Aim of the exercise -> The entries that follow need to be retyped verbatim.

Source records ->
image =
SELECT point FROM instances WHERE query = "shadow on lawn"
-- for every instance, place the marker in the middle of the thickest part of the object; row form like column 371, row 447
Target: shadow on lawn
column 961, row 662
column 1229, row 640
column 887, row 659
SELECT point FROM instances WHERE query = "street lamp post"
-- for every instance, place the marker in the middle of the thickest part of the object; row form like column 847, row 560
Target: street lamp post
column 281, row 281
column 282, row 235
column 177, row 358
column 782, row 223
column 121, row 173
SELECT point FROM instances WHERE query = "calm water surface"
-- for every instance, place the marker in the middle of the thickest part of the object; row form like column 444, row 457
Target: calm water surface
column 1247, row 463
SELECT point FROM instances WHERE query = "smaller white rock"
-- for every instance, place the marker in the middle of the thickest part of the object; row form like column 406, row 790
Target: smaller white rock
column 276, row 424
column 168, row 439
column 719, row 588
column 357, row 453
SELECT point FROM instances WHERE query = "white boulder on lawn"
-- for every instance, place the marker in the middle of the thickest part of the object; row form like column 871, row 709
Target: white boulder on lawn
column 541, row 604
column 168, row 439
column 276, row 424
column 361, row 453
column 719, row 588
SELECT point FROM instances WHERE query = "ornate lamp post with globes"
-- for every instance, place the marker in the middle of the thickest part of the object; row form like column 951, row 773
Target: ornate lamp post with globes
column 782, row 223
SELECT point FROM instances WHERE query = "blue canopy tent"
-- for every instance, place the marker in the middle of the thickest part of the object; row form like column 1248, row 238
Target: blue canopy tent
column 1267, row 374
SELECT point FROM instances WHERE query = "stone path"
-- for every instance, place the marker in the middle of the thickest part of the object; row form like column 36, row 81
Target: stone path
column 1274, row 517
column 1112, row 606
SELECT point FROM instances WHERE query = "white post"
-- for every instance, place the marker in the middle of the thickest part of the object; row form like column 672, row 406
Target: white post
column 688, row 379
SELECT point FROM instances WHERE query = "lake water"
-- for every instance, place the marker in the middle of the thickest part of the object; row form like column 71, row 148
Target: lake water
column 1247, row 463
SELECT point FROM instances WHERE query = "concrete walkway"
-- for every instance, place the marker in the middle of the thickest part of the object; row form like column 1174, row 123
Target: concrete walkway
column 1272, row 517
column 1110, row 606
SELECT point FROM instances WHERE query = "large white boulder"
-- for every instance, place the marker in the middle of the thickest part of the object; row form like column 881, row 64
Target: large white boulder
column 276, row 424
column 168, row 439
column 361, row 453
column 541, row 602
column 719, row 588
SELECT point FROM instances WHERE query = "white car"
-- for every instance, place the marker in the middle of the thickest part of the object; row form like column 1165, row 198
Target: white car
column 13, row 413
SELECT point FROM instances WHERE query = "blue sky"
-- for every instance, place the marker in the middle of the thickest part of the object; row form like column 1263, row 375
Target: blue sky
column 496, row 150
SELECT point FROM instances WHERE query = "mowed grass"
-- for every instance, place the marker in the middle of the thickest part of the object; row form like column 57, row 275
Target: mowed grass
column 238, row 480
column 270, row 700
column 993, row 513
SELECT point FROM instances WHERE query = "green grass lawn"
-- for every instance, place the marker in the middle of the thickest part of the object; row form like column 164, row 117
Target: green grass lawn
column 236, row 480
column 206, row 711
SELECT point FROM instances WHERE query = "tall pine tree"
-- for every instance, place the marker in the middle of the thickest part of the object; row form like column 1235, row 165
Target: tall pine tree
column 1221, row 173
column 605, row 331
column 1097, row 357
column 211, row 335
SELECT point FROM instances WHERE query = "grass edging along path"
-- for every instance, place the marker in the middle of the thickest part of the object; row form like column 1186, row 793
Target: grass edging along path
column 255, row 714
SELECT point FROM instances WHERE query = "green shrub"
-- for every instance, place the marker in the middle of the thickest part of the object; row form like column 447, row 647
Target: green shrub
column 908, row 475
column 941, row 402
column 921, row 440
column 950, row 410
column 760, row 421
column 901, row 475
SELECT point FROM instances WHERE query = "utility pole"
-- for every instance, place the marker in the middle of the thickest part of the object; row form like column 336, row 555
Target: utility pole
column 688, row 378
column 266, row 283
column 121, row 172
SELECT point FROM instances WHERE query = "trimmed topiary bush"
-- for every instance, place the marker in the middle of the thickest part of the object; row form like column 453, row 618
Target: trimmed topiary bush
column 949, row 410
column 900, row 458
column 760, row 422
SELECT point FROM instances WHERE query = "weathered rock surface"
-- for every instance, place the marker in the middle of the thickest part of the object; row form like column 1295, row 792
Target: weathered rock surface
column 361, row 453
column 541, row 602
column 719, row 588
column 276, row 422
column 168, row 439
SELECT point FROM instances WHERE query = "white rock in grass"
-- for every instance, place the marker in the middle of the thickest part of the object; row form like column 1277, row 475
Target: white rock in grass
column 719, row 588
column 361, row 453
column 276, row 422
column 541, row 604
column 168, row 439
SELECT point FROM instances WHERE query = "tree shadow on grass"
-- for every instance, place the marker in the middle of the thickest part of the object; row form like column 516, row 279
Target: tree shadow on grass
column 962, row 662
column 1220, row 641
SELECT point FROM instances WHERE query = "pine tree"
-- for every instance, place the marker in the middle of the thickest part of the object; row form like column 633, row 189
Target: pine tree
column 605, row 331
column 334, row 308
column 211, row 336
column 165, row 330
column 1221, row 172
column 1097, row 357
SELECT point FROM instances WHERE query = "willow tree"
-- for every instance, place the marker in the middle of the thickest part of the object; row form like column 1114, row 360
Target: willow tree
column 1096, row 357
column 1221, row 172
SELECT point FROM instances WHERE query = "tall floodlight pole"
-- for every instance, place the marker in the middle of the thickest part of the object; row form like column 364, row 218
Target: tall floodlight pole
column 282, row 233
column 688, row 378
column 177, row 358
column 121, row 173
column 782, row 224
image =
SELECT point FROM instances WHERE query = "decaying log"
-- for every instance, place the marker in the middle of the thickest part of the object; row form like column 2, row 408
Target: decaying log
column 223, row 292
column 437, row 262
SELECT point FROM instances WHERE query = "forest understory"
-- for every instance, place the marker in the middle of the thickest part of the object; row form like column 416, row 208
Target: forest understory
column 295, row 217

Task result ->
image =
SELECT point FROM instances WHERE query = "shadow on lawn"
-- for every instance, place the marker in the middle of the thickest part of the object; row form like column 371, row 447
Target: shadow on lawn
column 961, row 662
column 1229, row 640
column 887, row 659
SELECT point FROM instances WHERE query = "street lamp post"
-- for every instance, place the marker in the middle of the thickest part of the object; row form like column 847, row 560
Target: street lamp post
column 281, row 281
column 282, row 235
column 177, row 358
column 782, row 223
column 121, row 173
SELECT point FROM instances WHERE query = "calm water surface"
-- for every instance, place the marker in the middle of the thickest part of the object; row form like column 444, row 457
Target: calm water surface
column 1247, row 463
SELECT point FROM instances WHERE query = "smaller white rock"
-- for every instance, place the marker in the middle of the thickest part of the object; row form like column 406, row 790
Target: smaller white rock
column 276, row 424
column 168, row 439
column 719, row 588
column 357, row 453
SELECT point FROM instances WHERE query = "white boulder on lawn"
-- for every instance, place the marker in the middle of the thickest part of the object; row form like column 871, row 709
Target: white boulder on lawn
column 541, row 604
column 168, row 439
column 276, row 424
column 361, row 453
column 719, row 588
SELECT point FROM instances WHERE query = "ornate lamp post with globes"
-- for every instance, place the marker in the middle of the thickest part of the object; row form like column 951, row 773
Target: ornate lamp post with globes
column 782, row 223
SELECT point FROM instances WHERE query = "blue canopy tent"
-- for every instance, place the marker in the middle of the thickest part of the object; row form like column 1248, row 238
Target: blue canopy tent
column 1267, row 374
SELECT point FROM instances WHERE query = "stone path"
-- for every instance, place the marker in the middle of the thickest part of the object; row form like column 36, row 81
Target: stone path
column 1274, row 517
column 1112, row 606
SELECT point FROM instances WHERE query = "white post"
-- for every instance, place the marker in the middle of the thickest part of the object; row form like column 672, row 406
Target: white post
column 688, row 379
SELECT point FROM instances WHERE query = "lake water"
-- for every instance, place the marker in the middle of the thickest part of the object; row form like column 71, row 148
Target: lake water
column 1247, row 463
SELECT point FROM instances WHERE query = "concrete walkway"
-- for every instance, place the marker in the middle of the thickest part of the object; row form like column 1174, row 123
Target: concrete walkway
column 1272, row 517
column 1110, row 606
SELECT point FROM instances WHERE query = "large white boulder"
-- for every instance, place the marker in the middle of the thickest part of the object; row form like column 881, row 64
Target: large white boulder
column 276, row 424
column 168, row 439
column 361, row 453
column 541, row 602
column 719, row 588
SELECT point FROM instances WHERE query = "white car"
-- for every instance, place the marker in the middle of the thickest part of the object; row form like column 1165, row 198
Target: white car
column 13, row 413
SELECT point FROM instances WHERE query = "blue sky"
-- for every instance, place the marker in the middle of the thickest part of the object; row form like column 1263, row 375
Target: blue sky
column 496, row 150
SELECT point FROM instances WHERE query = "mowed grass"
-- for every instance, place the marker in the middle of the thickest part of the object; row form like column 57, row 275
Target: mowed grass
column 238, row 480
column 270, row 700
column 993, row 513
SELECT point FROM instances WHERE query = "green grass lawn"
-- for every instance, place the marker in the middle of the thickest part of the object; row form like column 164, row 117
Target: green grass lawn
column 236, row 480
column 206, row 711
SELECT point FROM instances WHERE query = "tall pine tree"
-- for every instance, place the marker in the middle of the thickest part of the object; row form like column 1235, row 165
Target: tall pine tree
column 1221, row 173
column 605, row 331
column 1097, row 357
column 211, row 335
SELECT point FROM instances WHERE query = "grass edging along path"
-- for every instance, place the marker in the middle of the thickest part of the object; row form like column 1186, row 793
Target: grass edging along path
column 255, row 714
SELECT point FROM instances WHERE query = "green shrub"
-- for every instance, place the marker in the middle of the thickest part of the object; row form like column 447, row 647
Target: green shrub
column 908, row 475
column 941, row 402
column 921, row 440
column 950, row 410
column 760, row 421
column 901, row 475
SELECT point FROM instances WHERE query = "utility pole"
-- for every instance, place the marker in the middle of the thickest part of the object; row form like column 336, row 555
Target: utility pole
column 688, row 378
column 266, row 283
column 121, row 172
SELECT point FROM instances WHERE query = "trimmed topiary bush"
-- for every instance, place the marker in the middle of the thickest part of the object; row form like column 453, row 618
Target: trimmed topiary bush
column 949, row 410
column 900, row 458
column 760, row 422
SELECT point FROM instances WHERE query = "weathered rock surface"
-- for every instance, place the marker in the middle of the thickest part of the object; row form like column 1295, row 792
Target: weathered rock surface
column 361, row 453
column 541, row 602
column 719, row 588
column 276, row 422
column 168, row 439
SELECT point FROM instances WHERE query = "white rock in grass"
-- for every instance, place the marker in the middle of the thickest part of the object; row form like column 1277, row 475
Target: white rock in grass
column 719, row 588
column 361, row 453
column 276, row 422
column 541, row 604
column 168, row 439
SELECT point FROM instances WHERE query = "tree shadow on grass"
-- for every instance, place the marker in the middle of the thickest part of the object; row form like column 516, row 279
Target: tree shadow on grass
column 962, row 662
column 1220, row 641
SELECT point FROM instances WHERE query = "pine tree"
-- for every instance, place the marker in the middle of the thickest part of the object; row form like column 633, row 189
Target: pine tree
column 605, row 331
column 334, row 308
column 211, row 336
column 165, row 330
column 1221, row 172
column 1097, row 357
SELECT point FROM instances WHERE query = "willow tree"
-- for every instance, place the marker in the middle of the thickest part of the object; row form like column 1114, row 360
Target: willow tree
column 1096, row 357
column 1221, row 172
SELECT point FROM instances WHERE query = "tall floodlight pole"
-- for every instance, place the marker in the middle of the thickest part of the object; row form like column 364, row 218
Target: tall floodlight pole
column 282, row 233
column 688, row 378
column 177, row 358
column 121, row 173
column 782, row 224
image =
SELECT point FROM instances WHERE query = "decaying log"
-- for every instance, place the marker in the middle of the thickest part of the object; row form like column 2, row 408
Target: decaying log
column 223, row 292
column 437, row 262
SELECT point FROM instances WHERE query = "forest understory"
-- for every instance, place the marker in the middle of the thickest part of the object; row form like column 416, row 208
Target: forest understory
column 295, row 217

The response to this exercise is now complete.